---------- Text to read ----------
Posts Tagged ‘I am thin and gorgeous’

Challenged

Friday, November 13th, 2009

Yesterday I was talking to a friend about my 30 day challenge and I mentioned that a part of it is not drinking coffee. Then I admitted drinking lots of green tea. “Aha!” he exclaimed. “So you basically still get 5 cups of coffee a day!”

My initial reaction was to produce a chart that said an espresso has 100 mg of caffeine, while a cup of green tea has 15, but then I thought, really, this is like the time when I was vegetarian. I haven’t eaten any meat for three years or thereabouts, but at any party there would always be one of those people who would point at my leather boots and exclaim “Aha! You are not really saving animals! Is this leather I see!” I could then explain how leather is really a by-product from cows getting killed for their meat, but really… what’s the point?

There is ALWAYS more that I could be doing. I could be running a mile before breakfast. But then, I could run two miles before breakfast. I go to the gym four or five times a week, but I could go six. And I could also spend more time on my Dutch. And on drawing. And writing. And making music. And I could give up green tea, of course. But is there really a point where I should be heading to avoid hearing my friend exclaim triumphantly “Aha! You own a leather wallet! So you do hate animals after all!”?
---------- Provided information ----------
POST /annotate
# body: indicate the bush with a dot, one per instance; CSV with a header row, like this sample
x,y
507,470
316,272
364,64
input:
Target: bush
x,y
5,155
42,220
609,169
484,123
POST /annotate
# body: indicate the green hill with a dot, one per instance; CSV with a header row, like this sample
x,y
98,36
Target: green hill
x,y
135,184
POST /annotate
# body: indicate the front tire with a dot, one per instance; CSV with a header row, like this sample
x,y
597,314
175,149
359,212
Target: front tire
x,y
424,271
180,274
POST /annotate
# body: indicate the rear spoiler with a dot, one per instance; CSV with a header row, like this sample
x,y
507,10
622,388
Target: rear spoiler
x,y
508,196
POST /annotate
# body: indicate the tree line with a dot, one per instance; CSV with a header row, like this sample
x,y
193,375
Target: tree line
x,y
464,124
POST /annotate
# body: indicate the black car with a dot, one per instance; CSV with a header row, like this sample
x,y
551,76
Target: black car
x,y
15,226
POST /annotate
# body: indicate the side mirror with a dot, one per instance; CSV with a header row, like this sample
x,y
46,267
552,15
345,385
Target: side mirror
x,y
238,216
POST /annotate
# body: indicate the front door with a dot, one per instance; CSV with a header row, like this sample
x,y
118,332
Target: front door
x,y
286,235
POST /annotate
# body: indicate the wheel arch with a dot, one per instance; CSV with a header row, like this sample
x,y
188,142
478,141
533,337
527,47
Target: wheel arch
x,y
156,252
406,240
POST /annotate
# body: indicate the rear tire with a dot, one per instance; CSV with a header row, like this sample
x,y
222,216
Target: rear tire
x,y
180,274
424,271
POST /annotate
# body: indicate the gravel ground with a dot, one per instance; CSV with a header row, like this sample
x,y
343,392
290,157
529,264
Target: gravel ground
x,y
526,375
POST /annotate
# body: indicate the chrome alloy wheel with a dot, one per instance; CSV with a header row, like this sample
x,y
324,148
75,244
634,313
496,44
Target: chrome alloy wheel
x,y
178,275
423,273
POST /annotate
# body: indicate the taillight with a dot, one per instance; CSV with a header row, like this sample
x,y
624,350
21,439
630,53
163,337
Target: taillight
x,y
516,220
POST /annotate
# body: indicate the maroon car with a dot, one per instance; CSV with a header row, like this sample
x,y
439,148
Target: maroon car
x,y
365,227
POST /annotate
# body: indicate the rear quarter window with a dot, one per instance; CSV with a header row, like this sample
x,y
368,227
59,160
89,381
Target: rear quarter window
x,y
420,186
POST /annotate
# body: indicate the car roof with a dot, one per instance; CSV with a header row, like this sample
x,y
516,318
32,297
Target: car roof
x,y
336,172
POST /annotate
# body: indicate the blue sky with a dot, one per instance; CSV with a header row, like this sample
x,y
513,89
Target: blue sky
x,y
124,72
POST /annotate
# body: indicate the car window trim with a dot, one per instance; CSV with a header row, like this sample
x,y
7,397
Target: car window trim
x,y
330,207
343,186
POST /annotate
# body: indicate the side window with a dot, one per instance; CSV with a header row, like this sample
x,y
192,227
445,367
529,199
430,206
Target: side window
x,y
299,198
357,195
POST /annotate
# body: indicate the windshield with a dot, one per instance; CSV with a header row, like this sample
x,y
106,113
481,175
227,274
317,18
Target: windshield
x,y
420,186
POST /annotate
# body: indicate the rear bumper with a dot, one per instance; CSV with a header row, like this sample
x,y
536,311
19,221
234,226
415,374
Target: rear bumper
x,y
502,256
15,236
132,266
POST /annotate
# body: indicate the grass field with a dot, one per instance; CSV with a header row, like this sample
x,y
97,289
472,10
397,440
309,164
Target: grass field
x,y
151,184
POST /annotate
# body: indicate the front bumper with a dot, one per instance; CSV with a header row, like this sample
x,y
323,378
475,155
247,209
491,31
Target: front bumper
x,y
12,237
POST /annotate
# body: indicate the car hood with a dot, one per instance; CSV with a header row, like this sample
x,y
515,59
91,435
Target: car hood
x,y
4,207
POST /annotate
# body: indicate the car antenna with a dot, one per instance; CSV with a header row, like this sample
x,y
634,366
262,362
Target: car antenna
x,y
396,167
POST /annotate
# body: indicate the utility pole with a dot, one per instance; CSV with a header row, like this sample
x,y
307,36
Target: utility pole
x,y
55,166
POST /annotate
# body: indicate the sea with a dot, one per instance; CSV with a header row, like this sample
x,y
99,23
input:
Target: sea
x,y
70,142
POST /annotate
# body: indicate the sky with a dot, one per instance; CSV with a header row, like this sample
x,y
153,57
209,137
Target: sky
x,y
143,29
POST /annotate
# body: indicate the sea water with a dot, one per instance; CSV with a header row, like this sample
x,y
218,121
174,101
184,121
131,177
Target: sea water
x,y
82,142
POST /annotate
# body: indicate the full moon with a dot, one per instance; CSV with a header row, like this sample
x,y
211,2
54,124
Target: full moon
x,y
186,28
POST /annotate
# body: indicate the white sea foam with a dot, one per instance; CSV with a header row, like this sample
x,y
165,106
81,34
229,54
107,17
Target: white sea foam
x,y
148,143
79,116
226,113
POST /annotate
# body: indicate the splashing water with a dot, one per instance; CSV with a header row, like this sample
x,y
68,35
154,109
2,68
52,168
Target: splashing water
----------
> Problem description
Rewrite the blog post starting with "My initial reaction" and going on through "what’s the point?", putting "dinner" in place of "party".

> Completed exercise
My initial reaction was to produce a chart that said an espresso has 100 mg of caffeine, while a cup of green tea has 15, but then I thought, really, this is like the time when I was vegetarian. I haven’t eaten any meat for three years or thereabouts, but at any dinner there would always be one of those people who would point at my leather boots and exclaim “Aha! You are not really saving animals! Is this leather I see!” I could then explain how leather is really a by-product from cows getting killed for their meat, but really… what’s the point?